The task
Reproduce all the entries exactly.

====

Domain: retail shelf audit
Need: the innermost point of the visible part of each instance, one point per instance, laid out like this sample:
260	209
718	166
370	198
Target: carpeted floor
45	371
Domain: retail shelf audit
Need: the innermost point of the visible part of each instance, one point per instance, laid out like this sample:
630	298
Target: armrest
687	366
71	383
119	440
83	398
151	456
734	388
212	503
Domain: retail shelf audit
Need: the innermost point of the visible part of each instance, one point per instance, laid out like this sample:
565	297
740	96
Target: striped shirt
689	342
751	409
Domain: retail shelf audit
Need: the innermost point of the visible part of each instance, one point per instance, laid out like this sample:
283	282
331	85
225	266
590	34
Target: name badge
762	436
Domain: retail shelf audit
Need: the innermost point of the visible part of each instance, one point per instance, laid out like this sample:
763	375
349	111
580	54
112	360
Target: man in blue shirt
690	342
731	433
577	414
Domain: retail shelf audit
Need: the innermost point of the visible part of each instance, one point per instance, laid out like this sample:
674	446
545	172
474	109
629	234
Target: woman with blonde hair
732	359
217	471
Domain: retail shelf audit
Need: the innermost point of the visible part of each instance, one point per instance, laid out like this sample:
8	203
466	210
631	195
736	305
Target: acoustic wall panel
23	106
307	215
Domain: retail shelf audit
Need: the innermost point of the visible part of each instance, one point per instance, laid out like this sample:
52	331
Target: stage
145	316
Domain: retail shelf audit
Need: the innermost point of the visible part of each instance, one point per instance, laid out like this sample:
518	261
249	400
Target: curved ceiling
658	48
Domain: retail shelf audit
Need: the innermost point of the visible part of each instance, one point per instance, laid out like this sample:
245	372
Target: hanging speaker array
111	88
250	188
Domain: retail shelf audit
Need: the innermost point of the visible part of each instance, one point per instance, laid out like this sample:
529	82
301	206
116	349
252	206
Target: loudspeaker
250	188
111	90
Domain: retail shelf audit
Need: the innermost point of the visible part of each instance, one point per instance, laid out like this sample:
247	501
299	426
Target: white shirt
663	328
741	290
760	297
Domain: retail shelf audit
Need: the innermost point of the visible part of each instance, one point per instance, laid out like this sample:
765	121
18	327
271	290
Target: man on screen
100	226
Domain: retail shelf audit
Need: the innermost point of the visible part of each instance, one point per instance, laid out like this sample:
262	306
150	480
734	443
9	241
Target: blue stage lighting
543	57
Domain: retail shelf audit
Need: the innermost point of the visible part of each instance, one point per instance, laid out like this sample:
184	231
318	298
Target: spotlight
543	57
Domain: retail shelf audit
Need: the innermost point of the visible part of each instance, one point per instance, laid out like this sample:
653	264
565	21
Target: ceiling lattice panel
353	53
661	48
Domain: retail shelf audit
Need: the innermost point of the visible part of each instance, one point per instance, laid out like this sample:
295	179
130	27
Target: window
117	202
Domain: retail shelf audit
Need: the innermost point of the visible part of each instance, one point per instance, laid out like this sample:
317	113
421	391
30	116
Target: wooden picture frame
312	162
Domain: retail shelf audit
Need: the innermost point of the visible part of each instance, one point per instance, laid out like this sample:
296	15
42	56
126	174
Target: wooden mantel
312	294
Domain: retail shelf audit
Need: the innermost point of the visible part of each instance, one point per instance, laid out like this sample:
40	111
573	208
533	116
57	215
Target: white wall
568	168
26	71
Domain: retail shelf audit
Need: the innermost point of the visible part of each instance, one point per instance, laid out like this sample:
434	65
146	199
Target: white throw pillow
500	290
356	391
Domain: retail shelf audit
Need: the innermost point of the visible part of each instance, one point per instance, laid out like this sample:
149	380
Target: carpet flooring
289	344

====

Full output
Domain: retail shelf audit
Need: the innermost point of the visible part of each instance, one point per instance, laid out like this sample:
260	209
718	166
370	198
Target: carpeted floor
45	371
Domain: retail shelf audit
Need: the innermost point of the visible part of each instance, one point per instance, laid out like this sample:
630	298
Target: armrest
687	366
71	383
119	440
83	398
151	456
734	388
212	503
Domain: retail shelf audit
Need: the innermost point of the visible part of each instance, one point per instance, laid out like this sample:
565	297
740	96
Target: striped shirt
689	342
751	409
Domain: retail shelf audit
Need: the innermost point of the visible part of each instance, one point per instance, laid out like this sample:
283	282
331	85
225	266
590	34
Target: name badge
762	436
Domain: retail shelf audit
Need: the innermost point of the visible part of each instance, one point per instance, laid out like this sample:
763	375
349	111
580	54
112	360
Target: man in blue shirt
690	342
731	433
577	414
Domain: retail shelf audit
Need: the innermost point of the visible part of each instance, one point per instance, laid out like this sample:
674	446
545	172
474	109
629	234
Target: woman with blonde hair
732	359
217	471
Domain: retail shelf audit
Need: the innermost point of the visible part of each instance, one point per instance, laid out like this sample:
8	203
466	210
631	195
736	305
Target: acoustic wall panel
23	106
307	215
Domain: retail shelf audit
Need: the innermost point of the visible part of each instance, one point per instance, laid out like this sample:
52	331
Target: stage
145	316
Domain: retail shelf audit
Need: the innermost point of the visible part of each instance, one point per instance, laid out like this sample:
518	261
249	400
Target: curved ceiling
658	48
Domain: retail shelf audit
Need: the innermost point of the visible part of each instance, one point per instance, laid out like this sample:
245	372
Target: hanging speaker array
111	88
250	188
Domain: retail shelf audit
Need: the innermost point of the visible part of each instance, one point per instance, laid out like this sample:
529	82
301	206
116	349
252	206
Target: loudspeaker
250	188
111	90
Domain: retail shelf audit
Need: the innermost point of the visible part of each instance, one point per instance, laid out like this sample:
247	501
299	426
Target: white shirt
663	328
741	290
760	297
Domain: retail shelf audit
Need: the innermost point of the visible part of each instance, one point per instance, laid out like this sample:
765	121
18	327
271	290
Target: man on screen
100	226
Domain: retail shelf audit
Need: the innermost point of the visible part of each instance, one point per instance, laid out like this sample:
262	306
150	480
734	443
9	241
Target: blue stage lighting
543	57
Domain: retail shelf audit
Need: the innermost point of the visible part of each instance, one point per instance, laid out like this sample:
184	231
318	298
Target: spotlight
543	57
Domain: retail shelf audit
Need: the innermost point of the visible part of each instance, one point per instance, laid out like this sample:
653	264
565	21
Target: ceiling lattice panel
353	53
661	48
Domain: retail shelf audit
Need: the innermost point of the visible part of each instance, one point per instance, laid out like this sample:
295	179
130	27
Target: window
117	202
Domain: retail shelf audit
Need: the innermost point of the visible part of each instance, one point per instance, laid out like this sample:
317	113
421	391
30	116
Target: wooden picture frame
312	162
Domain: retail shelf audit
Need: the innermost point of the visible part of each instance, one point per instance, laid out like this sample:
296	15
42	56
126	174
Target: wooden mantel
312	294
Domain: retail shelf audit
Need: the innermost point of the visible part of each instance, one point per instance, laid out like this sample:
40	111
573	208
533	116
57	215
Target: white wall
568	168
26	71
Domain: retail shelf audit
Need: the innermost point of the visible part of each instance, one point per instance, laid out like this sample:
434	65
146	199
Target: white throw pillow
500	290
356	391
Domain: retail shelf audit
Need: the innermost point of the visible part of each instance, one point per instance, laid out like this sample:
149	380
Target: carpet flooring
289	344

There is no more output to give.